> [Records provided]
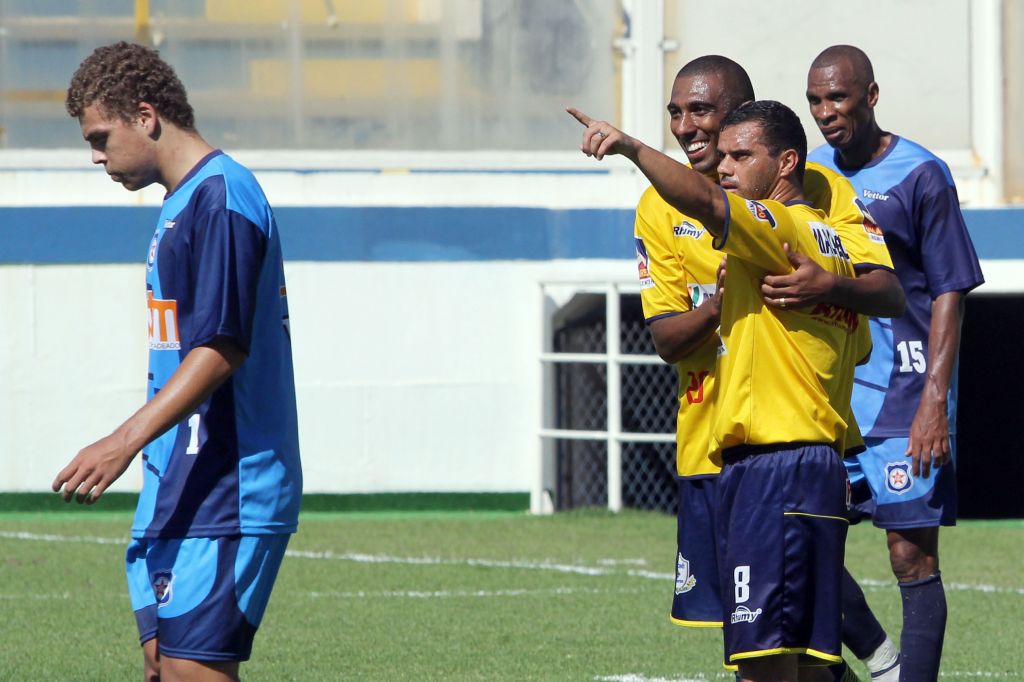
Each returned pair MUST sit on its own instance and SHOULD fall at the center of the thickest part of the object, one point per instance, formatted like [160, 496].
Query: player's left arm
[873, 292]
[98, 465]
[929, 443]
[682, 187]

> [Task directions] Please copy every line of the items above word for word, leaving out the pictures.

> [Exercise result]
Each returned pair MUST sit on its own instance and SHOULD fall at the center of the thickest part of the object, one point per instance, formatted like [160, 496].
Query: player's left arm
[873, 292]
[98, 465]
[929, 443]
[682, 187]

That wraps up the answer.